● **Work request**: Nothing but the lines holding the string "element" should appear in the answer. Copy them from the entries.

● **Stored data**:
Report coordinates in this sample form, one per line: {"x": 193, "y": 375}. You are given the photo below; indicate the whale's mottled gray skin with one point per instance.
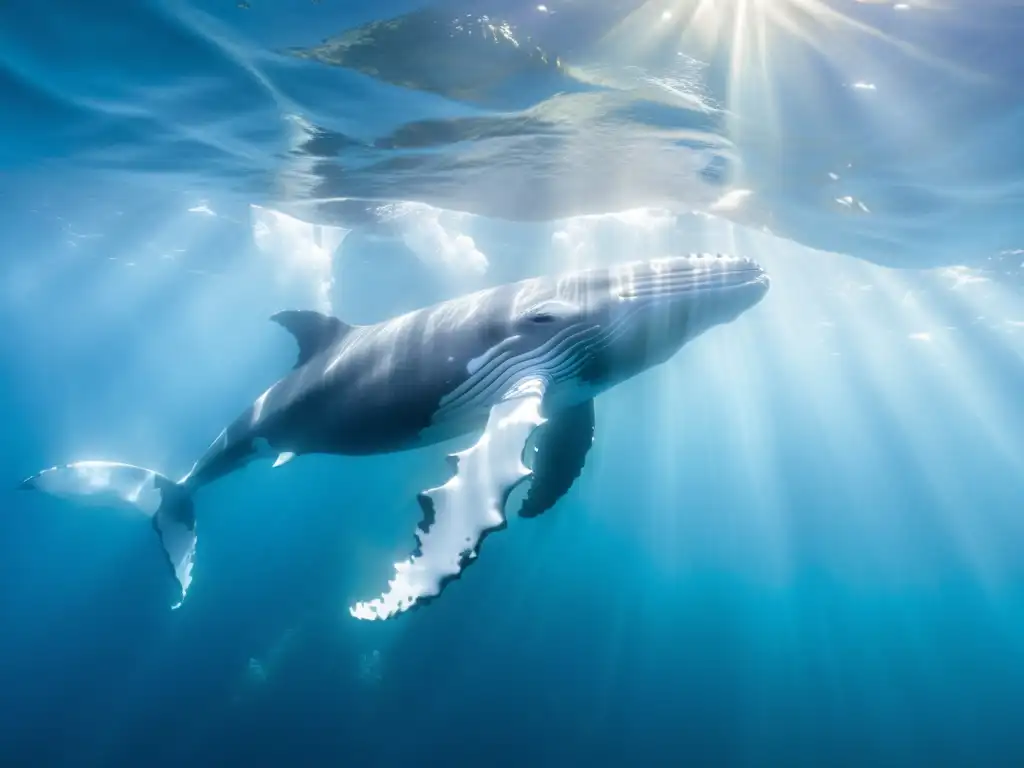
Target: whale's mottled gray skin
{"x": 436, "y": 373}
{"x": 382, "y": 388}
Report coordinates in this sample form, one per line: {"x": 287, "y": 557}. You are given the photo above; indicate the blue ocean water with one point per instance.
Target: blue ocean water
{"x": 795, "y": 544}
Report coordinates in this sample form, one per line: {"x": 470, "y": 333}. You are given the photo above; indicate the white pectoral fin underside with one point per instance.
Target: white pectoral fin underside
{"x": 459, "y": 514}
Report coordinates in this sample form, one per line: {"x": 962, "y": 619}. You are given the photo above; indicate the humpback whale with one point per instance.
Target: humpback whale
{"x": 519, "y": 365}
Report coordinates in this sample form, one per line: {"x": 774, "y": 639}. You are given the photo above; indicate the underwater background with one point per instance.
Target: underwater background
{"x": 797, "y": 543}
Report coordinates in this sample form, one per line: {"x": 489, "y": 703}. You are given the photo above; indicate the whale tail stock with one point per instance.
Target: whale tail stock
{"x": 168, "y": 504}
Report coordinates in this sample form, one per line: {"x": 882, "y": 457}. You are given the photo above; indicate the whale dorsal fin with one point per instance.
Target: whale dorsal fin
{"x": 314, "y": 332}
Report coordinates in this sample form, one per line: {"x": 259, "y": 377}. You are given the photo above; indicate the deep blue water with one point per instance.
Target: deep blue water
{"x": 795, "y": 544}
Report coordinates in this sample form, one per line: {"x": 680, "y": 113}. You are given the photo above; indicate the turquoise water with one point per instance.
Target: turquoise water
{"x": 795, "y": 544}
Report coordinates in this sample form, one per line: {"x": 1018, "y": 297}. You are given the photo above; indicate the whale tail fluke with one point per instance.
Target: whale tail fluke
{"x": 168, "y": 504}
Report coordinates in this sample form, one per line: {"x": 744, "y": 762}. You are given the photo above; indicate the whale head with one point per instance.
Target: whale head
{"x": 600, "y": 327}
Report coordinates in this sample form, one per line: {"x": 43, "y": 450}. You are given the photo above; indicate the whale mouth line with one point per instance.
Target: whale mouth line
{"x": 688, "y": 281}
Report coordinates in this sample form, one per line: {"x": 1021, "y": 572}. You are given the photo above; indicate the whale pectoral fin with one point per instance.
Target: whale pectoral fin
{"x": 561, "y": 449}
{"x": 459, "y": 515}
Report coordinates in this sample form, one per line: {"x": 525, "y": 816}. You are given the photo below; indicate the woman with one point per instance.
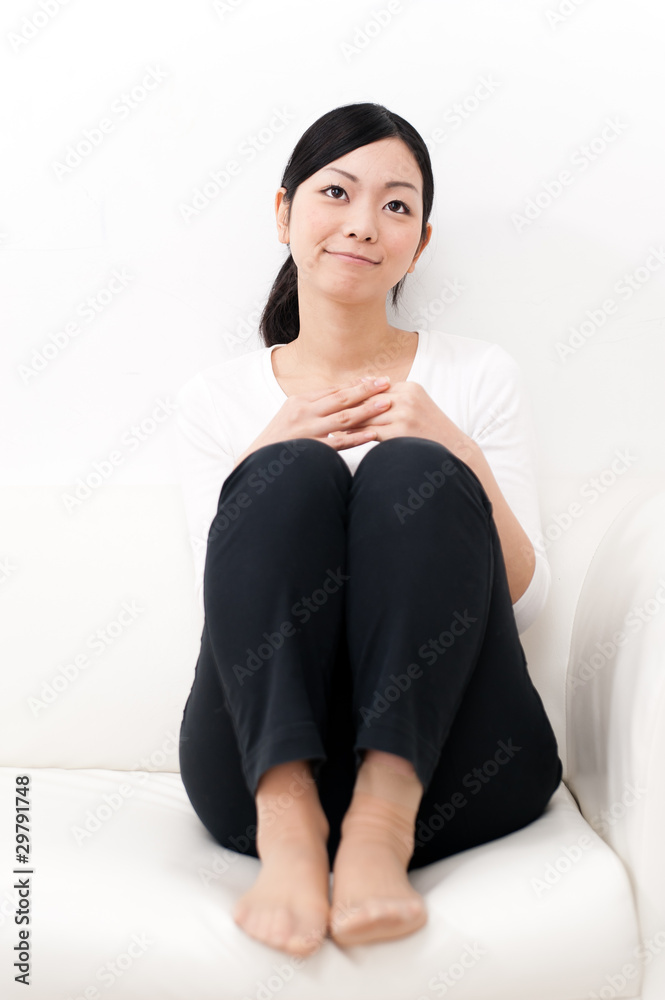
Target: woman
{"x": 361, "y": 701}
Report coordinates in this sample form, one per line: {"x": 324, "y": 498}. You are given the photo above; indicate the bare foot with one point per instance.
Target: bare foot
{"x": 373, "y": 899}
{"x": 288, "y": 907}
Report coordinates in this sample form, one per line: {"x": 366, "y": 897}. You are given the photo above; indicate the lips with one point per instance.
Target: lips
{"x": 356, "y": 256}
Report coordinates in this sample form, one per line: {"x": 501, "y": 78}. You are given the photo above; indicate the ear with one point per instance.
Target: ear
{"x": 281, "y": 212}
{"x": 426, "y": 239}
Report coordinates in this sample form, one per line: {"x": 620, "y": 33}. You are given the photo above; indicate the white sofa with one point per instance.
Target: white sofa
{"x": 130, "y": 896}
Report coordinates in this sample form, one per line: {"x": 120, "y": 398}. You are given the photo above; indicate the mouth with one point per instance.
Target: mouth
{"x": 353, "y": 257}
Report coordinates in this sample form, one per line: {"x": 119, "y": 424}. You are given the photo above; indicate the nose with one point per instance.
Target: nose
{"x": 360, "y": 222}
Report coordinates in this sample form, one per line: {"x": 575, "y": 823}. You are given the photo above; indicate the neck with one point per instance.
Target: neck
{"x": 339, "y": 339}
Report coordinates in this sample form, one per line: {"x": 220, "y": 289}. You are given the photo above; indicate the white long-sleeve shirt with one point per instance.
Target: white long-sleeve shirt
{"x": 477, "y": 384}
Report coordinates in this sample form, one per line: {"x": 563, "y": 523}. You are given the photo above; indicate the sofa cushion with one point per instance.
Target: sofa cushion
{"x": 130, "y": 891}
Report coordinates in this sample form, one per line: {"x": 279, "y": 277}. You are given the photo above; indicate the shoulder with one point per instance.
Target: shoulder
{"x": 473, "y": 358}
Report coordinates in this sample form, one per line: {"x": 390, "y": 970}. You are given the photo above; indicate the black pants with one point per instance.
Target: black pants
{"x": 346, "y": 612}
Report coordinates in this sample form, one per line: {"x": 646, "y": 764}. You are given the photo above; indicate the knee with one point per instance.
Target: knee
{"x": 423, "y": 465}
{"x": 299, "y": 452}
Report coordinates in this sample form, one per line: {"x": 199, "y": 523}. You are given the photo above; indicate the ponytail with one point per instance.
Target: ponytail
{"x": 280, "y": 320}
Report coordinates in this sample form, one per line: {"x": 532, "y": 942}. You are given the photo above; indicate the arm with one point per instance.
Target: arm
{"x": 500, "y": 448}
{"x": 518, "y": 552}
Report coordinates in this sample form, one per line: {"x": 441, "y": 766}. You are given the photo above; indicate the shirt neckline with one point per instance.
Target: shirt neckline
{"x": 279, "y": 393}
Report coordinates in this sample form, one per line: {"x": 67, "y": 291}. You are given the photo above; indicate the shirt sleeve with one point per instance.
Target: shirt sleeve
{"x": 204, "y": 461}
{"x": 503, "y": 427}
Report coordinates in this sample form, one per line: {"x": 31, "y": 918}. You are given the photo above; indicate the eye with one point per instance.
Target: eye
{"x": 404, "y": 209}
{"x": 333, "y": 187}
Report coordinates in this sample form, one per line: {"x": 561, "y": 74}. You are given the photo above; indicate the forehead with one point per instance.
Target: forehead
{"x": 381, "y": 161}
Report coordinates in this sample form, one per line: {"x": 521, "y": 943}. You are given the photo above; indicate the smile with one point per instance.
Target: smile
{"x": 352, "y": 259}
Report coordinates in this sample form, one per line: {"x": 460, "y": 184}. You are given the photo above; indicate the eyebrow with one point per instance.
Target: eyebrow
{"x": 388, "y": 184}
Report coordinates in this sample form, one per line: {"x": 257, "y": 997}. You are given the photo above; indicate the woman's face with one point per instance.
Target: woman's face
{"x": 375, "y": 213}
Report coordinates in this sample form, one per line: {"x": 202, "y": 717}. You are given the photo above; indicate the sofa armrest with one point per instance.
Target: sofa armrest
{"x": 615, "y": 709}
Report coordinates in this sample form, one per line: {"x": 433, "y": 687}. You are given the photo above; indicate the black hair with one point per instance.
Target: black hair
{"x": 333, "y": 135}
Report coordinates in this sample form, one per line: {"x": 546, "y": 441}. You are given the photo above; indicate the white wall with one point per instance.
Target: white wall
{"x": 221, "y": 70}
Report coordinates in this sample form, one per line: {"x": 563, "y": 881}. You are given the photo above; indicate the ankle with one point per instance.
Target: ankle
{"x": 288, "y": 805}
{"x": 378, "y": 777}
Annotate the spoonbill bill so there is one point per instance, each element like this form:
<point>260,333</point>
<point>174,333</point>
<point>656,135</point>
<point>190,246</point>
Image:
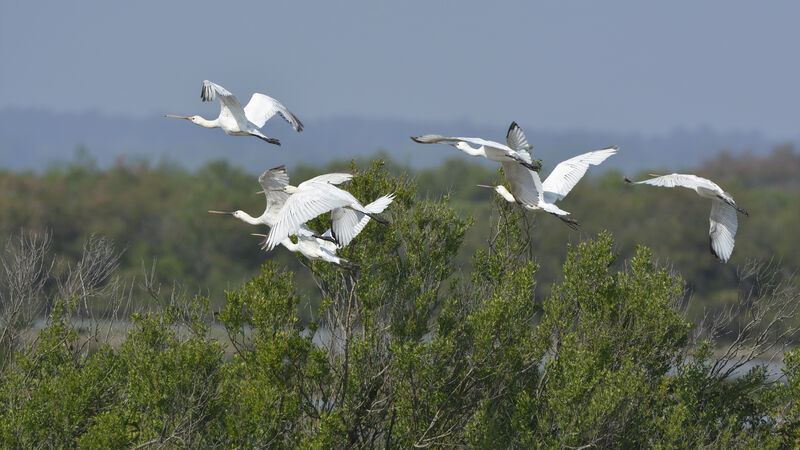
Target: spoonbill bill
<point>237,121</point>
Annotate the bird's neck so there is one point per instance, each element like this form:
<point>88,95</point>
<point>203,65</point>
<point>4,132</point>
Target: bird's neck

● **Expected output**:
Annotate the spoonbill bill so there is one point per instance, each element like this form:
Annotate the bird's neck so there is one point per instance, each element like this form:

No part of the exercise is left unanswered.